■ **DOCUMENT PASSAGE**

Jump to content

  • Log in with Facebook Log in with Twitter Log In with Google      Sign In   
  • Create Account

Subscribe to HRA Now!

 



Are you a Google Analytics enthusiast?

Share and download Custom Google Analytics Reports, dashboards and advanced segments--for FREE! 

 



 

 www.CustomReportSharing.com 

From the folks who brought you High Rankings!



Photo
- - - - -

Ecommerce Site Search Tip


  • Please log in to reply
42 replies to this topic

#31 1dmf

1dmf

    Keep Asking, Keep Questioning, Keep Learning

  • Active Members
  • PipPipPipPipPipPipPip
  • 2,167 posts
  • Location:Worthing - England

Posted 26 May 2009 - 12:07 PM

QUOTE
Just Google for search appliance and check them out. This one will crawl the site (which we want for many reasons) or it can be pointed to a dB. The cost is directly associated to the number of pages you want crawled. The more pages, the more money.


Really , wow, does it crawl and index or do an 'on-the-fly' crawl of the pages.

I could write a script which did a directory listing, scanned each page it found in the directory looking for a text-match and then list the results with hyperlinks to the pages it found, probably all within an a hour or so.

I have implemented a simple DB queries against any given field in the DB for 'broad match' with out the need for wild cards on my dance-music site, try it, it's simple yet powerful.

I guess you're the type of salesman that can sell sand to the Arabs and ice to the Eskimos! lol.gif

Nice job thumbup1.gif

#32 BBCoach

BBCoach

    HR 5

  • Moderator
  • 402 posts

Posted 26 May 2009 - 12:28 PM

QUOTE
Really , wow, does it crawl and index or do an 'on-the-fly' crawl of the pages.
It crawls and indexes both on either a schedule or continuously.

QUOTE
I could write a script which did a directory listing, scanned each page it found in the directory looking for a text-match and then list the results with hyperlinks to the pages it found, probably all within an a hour or so.
Yes you can, but then there's the work for analyzing search phrases found/not found and click-thrus (if any). Writing a spider is almost trivial in .NET, but the other stuff is way harder and time-consuming. That's why I recommended the purchase of a search appliance which also takes any load off of the web servers and dBs. Very important with a highly trafficked site.

#33 1dmf

1dmf

    Keep Asking, Keep Questioning, Keep Learning

  • Active Members
  • PipPipPipPipPipPipPip
  • 2,167 posts
  • Location:Worthing - England

Posted 27 May 2009 - 03:50 AM

ah so it runs as a website plugin where really it's embeded or iframed into the webpage and actually runs on a separate server.

though i'm interested to see how long it would take to scan every html file on a site with @ 50 pages, extracting the text only via regex and doing a string match.

hmm, I see a self appointed task coming on here, thanks for the insight.

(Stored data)
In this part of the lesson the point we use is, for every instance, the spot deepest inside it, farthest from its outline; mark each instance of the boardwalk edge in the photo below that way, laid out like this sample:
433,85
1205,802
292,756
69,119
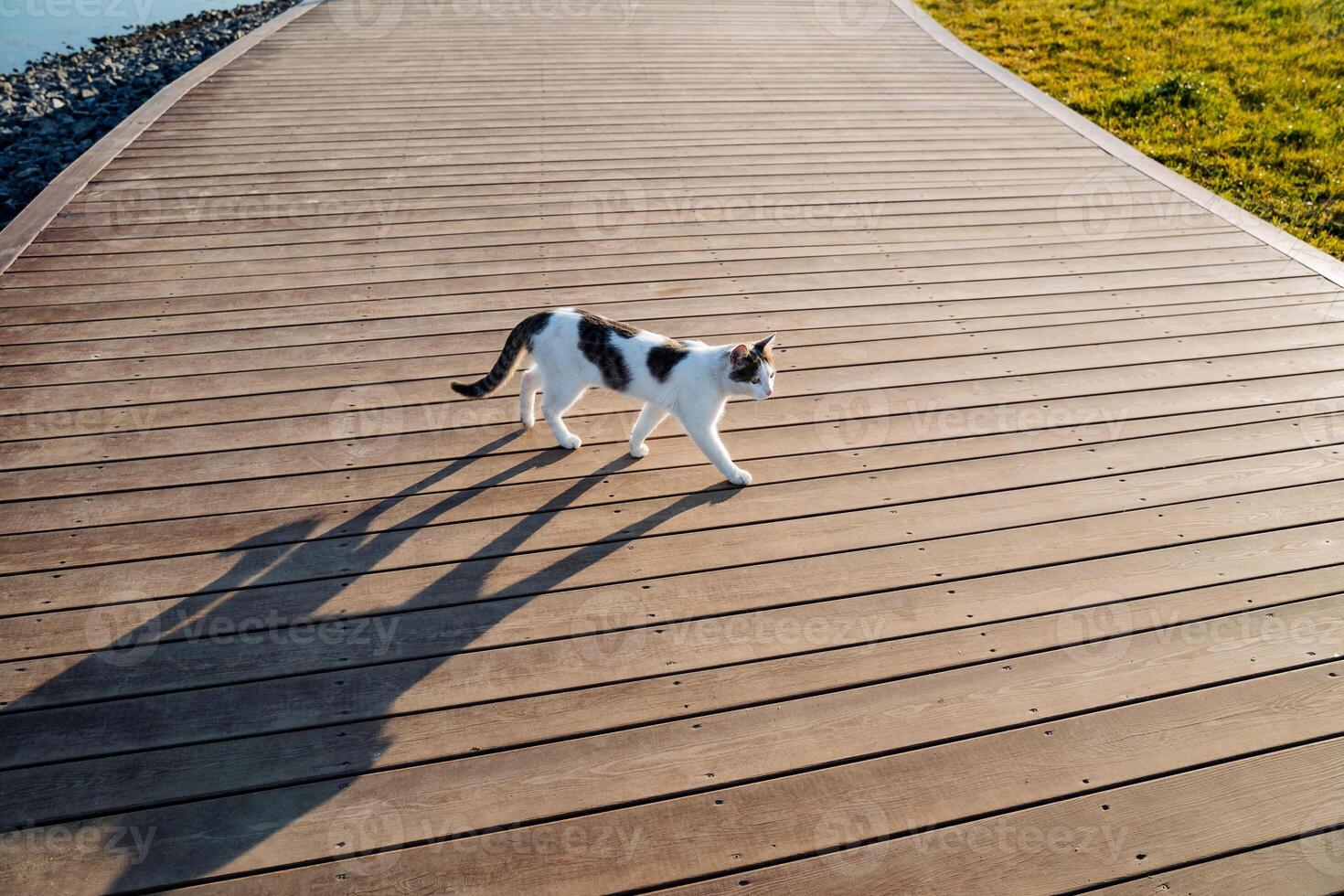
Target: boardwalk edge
30,222
1306,254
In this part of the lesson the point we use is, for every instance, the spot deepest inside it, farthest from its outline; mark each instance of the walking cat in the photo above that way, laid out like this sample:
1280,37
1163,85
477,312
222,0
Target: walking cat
575,349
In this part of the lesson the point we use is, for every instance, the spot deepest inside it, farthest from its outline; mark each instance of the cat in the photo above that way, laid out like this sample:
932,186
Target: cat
575,349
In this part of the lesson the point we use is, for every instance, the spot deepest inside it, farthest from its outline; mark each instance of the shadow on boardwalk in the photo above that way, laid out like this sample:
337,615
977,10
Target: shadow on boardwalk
190,841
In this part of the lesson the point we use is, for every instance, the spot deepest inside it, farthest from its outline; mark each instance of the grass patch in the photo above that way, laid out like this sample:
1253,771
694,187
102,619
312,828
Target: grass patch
1243,97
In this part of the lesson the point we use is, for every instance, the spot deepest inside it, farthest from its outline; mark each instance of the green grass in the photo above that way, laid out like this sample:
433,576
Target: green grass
1243,97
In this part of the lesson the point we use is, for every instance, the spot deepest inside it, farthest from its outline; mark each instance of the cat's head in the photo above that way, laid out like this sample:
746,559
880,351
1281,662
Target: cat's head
752,369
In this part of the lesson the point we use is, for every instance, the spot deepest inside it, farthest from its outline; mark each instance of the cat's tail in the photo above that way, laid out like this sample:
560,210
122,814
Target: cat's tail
507,361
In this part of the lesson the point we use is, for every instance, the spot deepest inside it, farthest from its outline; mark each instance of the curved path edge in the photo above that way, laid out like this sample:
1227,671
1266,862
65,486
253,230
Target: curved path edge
1326,265
26,226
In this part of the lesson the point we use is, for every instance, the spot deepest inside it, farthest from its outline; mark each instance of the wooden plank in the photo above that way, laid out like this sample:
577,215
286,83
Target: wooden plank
1309,865
752,752
369,692
1046,517
402,468
331,415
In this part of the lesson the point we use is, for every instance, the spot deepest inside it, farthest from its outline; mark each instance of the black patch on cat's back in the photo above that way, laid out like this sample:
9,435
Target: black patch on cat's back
664,357
595,341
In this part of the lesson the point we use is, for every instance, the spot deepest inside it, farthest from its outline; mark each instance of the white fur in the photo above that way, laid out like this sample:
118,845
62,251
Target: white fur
695,392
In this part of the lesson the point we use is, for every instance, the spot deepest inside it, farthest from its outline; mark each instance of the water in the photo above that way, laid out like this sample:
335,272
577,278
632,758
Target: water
33,27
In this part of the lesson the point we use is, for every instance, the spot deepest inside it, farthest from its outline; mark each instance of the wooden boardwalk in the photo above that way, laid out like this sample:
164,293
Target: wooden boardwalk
1040,586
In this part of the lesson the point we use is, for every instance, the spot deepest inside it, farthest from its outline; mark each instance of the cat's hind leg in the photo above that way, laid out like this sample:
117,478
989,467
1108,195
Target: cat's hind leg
649,418
527,397
557,400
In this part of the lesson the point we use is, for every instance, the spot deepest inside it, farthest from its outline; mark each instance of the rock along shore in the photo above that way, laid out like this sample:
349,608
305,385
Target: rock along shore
60,103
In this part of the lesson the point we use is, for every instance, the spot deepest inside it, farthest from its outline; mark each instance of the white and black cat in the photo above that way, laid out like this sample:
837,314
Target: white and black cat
578,349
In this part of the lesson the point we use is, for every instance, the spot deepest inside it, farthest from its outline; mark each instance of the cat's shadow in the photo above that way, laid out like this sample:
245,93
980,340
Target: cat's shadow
197,840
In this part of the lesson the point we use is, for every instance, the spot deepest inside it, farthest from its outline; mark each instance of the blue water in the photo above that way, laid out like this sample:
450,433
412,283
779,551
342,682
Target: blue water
33,27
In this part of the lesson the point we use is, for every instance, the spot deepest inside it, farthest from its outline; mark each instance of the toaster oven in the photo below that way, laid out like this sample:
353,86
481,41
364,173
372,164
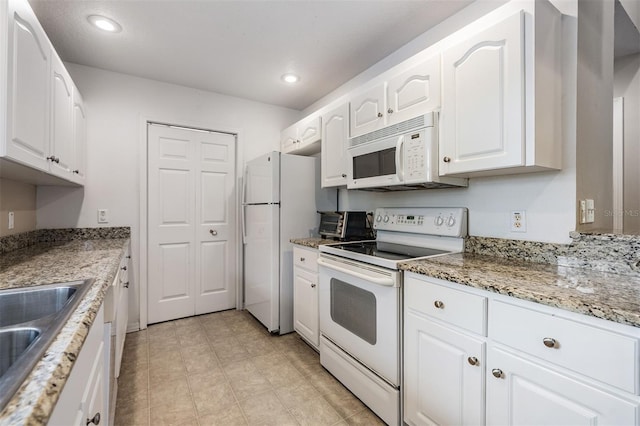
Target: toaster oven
344,225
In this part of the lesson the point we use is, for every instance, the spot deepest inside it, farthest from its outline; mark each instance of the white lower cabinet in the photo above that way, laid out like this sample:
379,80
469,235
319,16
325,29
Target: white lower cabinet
82,399
523,392
306,320
443,365
537,365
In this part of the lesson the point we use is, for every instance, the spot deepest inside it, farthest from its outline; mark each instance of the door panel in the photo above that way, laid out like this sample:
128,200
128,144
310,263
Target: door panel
192,251
215,216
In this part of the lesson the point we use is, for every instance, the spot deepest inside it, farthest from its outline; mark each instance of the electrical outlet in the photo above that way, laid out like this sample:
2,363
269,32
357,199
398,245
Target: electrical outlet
591,211
103,216
518,221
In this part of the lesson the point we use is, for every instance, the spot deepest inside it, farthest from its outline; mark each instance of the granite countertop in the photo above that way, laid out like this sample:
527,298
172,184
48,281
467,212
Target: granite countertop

■ **EXERCISES**
A) Revise the site search thread, beginning at the words "I have implemented" and stopping after "simple yet powerful.", with "wild cards" replaced by "wildcards".
B) Carry the site search thread forward from its last line.
The stored data is not required.

■ **EXPECTED OUTPUTS**
A)
I have implemented a simple DB queries against any given field in the DB for 'broad match' with out the need for wildcards on my dance-music site, try it, it's simple yet powerful.

B)
Not sure how to index stuff, once knew a coder who wrote an indexing algo for a book shop in C with an informix backend, wow was it fast, that's a bit out my league, but I shall have a play with an on the fly search and see what the overhead is.

As you say it's also relative to visitor volumes , server load and search volumes, I've never been in a position to have to worry about visitor loads on the server, unlike you experts!

#34 Gerry White

Gerry White

    HR 2

  • Active Members
  • PipPip
  • 48 posts
  • Location:UK

Posted 27 May 2009 - 04:25 AM

QUOTE(1dmf @ May 27 2009, 09:50 AM) View Post
ah so it runs as a website plugin where really it's embeded or iframed into the webpage and actually runs on a separate server.

though i'm interested to see how long it would take to scan every html file on a site with @ 50 pages, extracting the text only via regex and doing a string match.

hmm, I see a self appointed task coming on here, thanks for the insight.

Not sure how to index stuff, once knew a coder who wrote an indexing algo for a book shop in C with an informix backend, wow was it fast, that's a bit out my league, but I shall have a play with an on the fly search and see what the overhead is.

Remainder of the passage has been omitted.